**Work to do:** Count how many lines in the data below contain the word "wall", and give only that number.

++++++

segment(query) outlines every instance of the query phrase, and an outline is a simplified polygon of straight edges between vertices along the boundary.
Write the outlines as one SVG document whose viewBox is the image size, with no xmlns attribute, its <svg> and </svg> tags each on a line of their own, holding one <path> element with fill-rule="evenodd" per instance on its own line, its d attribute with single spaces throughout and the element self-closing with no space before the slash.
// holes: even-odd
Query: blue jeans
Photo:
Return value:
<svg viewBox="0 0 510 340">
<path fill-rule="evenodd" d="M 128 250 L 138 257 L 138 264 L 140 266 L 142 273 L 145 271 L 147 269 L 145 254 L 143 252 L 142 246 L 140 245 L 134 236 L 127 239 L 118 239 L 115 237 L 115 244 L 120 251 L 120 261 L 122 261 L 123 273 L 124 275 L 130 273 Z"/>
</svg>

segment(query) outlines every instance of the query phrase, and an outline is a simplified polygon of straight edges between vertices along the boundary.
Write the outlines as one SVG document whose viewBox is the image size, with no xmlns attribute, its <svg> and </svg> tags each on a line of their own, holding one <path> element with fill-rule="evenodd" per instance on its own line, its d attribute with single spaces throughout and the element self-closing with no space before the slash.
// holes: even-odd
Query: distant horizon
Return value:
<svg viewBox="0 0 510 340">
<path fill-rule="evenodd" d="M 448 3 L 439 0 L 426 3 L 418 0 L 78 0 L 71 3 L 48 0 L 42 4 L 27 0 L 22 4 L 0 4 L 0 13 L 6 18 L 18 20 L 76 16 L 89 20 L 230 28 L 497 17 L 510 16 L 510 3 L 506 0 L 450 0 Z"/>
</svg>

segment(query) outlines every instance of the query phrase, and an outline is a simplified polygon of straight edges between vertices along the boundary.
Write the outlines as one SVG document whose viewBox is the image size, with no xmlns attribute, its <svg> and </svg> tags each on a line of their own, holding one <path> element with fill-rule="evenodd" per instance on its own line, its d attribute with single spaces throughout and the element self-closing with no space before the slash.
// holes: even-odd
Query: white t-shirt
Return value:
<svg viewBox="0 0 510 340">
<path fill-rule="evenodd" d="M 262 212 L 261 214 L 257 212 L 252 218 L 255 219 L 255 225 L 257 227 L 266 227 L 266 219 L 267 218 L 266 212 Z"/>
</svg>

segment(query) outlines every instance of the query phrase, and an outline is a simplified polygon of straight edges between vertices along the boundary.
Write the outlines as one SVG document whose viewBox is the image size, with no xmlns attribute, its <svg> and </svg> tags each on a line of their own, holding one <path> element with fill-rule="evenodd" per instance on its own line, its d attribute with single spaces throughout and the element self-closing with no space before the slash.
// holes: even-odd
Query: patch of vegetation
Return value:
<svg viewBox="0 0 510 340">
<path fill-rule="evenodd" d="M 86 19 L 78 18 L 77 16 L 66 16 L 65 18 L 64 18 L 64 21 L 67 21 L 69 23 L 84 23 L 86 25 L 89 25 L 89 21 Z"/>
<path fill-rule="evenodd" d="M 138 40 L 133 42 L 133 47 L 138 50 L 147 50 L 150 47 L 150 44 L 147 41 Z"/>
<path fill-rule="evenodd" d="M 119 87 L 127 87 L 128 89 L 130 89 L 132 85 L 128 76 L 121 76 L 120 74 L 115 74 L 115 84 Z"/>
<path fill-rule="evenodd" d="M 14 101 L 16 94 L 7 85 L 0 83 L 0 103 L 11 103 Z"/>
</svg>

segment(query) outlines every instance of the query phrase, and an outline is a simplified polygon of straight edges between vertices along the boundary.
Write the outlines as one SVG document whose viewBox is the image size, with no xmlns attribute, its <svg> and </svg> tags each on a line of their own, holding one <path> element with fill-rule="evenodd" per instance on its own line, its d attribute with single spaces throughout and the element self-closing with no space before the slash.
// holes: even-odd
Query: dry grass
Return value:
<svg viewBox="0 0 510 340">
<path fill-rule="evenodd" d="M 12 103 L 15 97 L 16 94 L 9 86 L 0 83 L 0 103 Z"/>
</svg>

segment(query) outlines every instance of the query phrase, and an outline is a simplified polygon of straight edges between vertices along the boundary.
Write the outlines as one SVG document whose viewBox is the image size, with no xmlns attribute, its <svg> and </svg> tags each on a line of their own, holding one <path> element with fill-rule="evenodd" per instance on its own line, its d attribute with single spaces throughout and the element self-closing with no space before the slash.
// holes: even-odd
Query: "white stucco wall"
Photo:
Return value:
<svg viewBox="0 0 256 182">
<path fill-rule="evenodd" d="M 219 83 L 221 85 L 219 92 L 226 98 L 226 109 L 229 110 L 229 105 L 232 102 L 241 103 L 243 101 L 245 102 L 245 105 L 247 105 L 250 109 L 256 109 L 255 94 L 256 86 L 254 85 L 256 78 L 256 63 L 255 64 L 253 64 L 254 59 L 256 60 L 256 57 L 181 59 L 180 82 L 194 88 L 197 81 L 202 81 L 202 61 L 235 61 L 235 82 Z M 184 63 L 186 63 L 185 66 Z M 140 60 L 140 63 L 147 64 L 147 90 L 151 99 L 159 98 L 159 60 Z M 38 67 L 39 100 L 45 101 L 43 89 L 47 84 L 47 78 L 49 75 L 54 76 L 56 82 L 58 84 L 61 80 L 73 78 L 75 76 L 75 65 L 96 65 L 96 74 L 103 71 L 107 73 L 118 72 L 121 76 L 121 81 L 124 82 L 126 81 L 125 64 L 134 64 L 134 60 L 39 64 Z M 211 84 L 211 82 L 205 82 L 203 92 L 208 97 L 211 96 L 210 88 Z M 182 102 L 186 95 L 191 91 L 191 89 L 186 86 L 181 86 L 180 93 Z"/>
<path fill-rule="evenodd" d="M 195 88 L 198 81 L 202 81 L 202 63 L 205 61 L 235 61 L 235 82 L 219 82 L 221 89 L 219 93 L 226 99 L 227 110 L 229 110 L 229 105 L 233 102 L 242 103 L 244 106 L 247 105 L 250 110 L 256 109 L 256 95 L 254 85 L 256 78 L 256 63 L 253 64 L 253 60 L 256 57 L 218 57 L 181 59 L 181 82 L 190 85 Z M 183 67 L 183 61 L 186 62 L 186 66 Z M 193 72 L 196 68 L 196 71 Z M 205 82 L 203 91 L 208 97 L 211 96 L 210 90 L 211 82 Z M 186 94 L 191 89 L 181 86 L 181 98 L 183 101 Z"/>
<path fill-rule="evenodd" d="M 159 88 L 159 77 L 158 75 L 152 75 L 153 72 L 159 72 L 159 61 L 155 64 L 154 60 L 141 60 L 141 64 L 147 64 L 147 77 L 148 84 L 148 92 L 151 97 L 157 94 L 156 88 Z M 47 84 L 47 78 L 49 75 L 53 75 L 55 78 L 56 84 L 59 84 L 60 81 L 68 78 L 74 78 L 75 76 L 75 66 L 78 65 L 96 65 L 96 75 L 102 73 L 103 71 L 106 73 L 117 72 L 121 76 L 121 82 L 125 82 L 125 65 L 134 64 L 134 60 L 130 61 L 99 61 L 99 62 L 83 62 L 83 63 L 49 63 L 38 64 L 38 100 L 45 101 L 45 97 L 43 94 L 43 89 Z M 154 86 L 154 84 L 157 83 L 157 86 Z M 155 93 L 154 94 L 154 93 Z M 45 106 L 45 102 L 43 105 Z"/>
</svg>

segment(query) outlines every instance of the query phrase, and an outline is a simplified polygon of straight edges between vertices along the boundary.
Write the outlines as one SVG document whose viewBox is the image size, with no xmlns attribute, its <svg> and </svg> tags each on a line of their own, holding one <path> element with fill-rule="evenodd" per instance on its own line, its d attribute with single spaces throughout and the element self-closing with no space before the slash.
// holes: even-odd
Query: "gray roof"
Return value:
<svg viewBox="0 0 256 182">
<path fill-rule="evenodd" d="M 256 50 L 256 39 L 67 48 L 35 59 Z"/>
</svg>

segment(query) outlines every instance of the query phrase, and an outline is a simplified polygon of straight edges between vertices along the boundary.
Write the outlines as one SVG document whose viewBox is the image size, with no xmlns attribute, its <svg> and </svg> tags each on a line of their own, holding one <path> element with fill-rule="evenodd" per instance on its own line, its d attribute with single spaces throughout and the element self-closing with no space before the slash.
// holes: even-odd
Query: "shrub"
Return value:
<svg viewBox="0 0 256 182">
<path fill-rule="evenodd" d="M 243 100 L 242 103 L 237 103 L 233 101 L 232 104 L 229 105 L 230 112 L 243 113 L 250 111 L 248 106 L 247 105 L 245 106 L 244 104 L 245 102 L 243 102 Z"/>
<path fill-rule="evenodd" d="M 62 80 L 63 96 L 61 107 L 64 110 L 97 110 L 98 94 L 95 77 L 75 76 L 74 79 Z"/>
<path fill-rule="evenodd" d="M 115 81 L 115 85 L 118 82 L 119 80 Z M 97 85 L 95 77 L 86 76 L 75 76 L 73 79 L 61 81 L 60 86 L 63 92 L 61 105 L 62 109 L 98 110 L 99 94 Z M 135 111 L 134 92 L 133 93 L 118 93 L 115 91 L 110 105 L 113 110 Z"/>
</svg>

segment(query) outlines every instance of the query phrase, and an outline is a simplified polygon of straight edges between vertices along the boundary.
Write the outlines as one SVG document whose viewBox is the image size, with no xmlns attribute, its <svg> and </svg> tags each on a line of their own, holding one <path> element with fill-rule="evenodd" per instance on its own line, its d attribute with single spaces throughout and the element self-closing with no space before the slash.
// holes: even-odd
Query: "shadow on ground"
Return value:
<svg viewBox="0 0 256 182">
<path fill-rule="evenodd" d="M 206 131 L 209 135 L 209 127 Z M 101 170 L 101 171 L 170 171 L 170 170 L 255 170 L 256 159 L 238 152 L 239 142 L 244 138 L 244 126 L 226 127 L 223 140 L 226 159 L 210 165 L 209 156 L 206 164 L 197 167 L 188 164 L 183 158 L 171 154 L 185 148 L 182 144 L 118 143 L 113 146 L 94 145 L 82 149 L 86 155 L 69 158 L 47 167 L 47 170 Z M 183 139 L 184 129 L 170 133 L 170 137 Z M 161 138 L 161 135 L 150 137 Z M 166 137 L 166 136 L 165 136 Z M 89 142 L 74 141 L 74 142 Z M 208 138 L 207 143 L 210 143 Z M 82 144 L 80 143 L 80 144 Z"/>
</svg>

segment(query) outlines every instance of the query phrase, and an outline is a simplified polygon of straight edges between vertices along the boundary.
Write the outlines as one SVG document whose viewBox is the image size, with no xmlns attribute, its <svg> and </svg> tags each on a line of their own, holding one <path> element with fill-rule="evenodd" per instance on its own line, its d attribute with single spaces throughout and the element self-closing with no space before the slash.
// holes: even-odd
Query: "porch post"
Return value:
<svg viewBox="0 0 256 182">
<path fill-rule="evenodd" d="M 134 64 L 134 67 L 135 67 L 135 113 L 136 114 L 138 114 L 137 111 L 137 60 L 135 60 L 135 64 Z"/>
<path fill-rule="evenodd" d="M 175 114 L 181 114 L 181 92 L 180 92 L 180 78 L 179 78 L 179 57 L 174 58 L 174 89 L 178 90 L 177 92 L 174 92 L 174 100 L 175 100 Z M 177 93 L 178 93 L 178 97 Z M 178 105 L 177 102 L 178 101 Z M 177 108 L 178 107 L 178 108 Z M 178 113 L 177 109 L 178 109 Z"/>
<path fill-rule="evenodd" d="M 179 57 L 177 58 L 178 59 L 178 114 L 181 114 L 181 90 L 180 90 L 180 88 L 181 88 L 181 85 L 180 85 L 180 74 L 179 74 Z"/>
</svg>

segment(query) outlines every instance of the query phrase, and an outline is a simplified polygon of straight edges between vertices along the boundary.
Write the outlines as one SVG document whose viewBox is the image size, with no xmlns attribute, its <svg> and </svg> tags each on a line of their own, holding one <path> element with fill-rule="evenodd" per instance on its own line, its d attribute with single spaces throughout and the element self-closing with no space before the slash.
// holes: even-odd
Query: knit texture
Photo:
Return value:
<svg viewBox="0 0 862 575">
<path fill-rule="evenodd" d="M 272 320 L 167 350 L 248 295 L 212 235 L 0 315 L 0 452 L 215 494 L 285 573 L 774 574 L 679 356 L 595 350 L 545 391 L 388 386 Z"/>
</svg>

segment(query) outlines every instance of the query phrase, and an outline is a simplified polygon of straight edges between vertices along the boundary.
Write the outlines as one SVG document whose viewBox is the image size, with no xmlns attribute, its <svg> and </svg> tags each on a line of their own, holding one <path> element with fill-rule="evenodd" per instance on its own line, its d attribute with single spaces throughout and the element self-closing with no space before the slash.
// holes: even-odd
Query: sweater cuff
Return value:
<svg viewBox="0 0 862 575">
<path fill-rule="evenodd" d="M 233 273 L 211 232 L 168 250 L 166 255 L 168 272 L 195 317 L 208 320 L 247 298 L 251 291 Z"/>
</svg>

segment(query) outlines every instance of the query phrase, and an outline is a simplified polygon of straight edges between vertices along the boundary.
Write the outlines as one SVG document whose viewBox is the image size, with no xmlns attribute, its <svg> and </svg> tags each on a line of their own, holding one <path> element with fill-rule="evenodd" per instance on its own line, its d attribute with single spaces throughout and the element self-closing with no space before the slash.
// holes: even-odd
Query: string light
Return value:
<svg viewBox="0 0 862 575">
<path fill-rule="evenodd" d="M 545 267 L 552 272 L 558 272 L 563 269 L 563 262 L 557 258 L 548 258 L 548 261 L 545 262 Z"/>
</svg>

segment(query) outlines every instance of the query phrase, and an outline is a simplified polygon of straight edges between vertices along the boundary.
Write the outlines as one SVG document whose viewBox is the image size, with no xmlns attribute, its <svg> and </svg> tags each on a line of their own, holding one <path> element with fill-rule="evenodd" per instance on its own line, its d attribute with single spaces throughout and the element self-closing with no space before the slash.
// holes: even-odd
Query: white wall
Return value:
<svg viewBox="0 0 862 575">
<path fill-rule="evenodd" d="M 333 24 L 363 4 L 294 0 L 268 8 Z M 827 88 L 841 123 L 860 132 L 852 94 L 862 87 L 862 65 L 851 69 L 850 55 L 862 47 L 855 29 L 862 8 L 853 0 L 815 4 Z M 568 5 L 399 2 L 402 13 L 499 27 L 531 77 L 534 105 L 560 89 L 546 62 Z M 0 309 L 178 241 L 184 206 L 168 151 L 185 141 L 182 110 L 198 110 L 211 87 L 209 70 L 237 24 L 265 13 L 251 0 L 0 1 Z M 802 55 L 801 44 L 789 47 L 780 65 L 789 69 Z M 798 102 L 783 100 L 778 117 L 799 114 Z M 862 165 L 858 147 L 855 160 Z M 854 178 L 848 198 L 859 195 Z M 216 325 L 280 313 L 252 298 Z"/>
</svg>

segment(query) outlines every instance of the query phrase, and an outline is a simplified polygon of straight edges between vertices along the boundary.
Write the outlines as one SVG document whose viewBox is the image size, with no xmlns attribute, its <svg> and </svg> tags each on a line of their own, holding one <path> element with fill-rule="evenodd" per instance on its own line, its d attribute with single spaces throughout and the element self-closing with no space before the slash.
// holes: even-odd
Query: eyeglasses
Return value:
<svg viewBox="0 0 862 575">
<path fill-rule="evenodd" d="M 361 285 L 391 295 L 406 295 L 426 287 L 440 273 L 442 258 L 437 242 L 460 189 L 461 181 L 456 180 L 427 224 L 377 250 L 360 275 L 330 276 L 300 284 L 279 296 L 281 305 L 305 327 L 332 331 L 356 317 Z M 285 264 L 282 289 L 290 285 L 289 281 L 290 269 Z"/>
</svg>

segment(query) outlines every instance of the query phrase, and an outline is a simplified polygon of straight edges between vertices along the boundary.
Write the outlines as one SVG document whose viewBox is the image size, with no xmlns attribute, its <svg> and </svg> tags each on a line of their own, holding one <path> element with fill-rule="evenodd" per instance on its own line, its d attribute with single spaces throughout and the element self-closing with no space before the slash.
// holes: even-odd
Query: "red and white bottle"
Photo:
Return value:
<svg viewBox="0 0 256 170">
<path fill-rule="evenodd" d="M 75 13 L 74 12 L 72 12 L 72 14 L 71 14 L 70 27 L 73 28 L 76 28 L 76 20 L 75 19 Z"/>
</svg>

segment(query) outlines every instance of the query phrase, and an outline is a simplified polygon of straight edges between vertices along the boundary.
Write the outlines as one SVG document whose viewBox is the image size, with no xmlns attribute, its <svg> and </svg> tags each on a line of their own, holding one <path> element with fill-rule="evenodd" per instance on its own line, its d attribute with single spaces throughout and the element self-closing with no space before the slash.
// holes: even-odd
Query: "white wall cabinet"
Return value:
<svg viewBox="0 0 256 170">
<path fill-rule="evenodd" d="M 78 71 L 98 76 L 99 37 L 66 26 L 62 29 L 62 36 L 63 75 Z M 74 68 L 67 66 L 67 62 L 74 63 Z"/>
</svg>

++++++

**Result of the exercise:** 3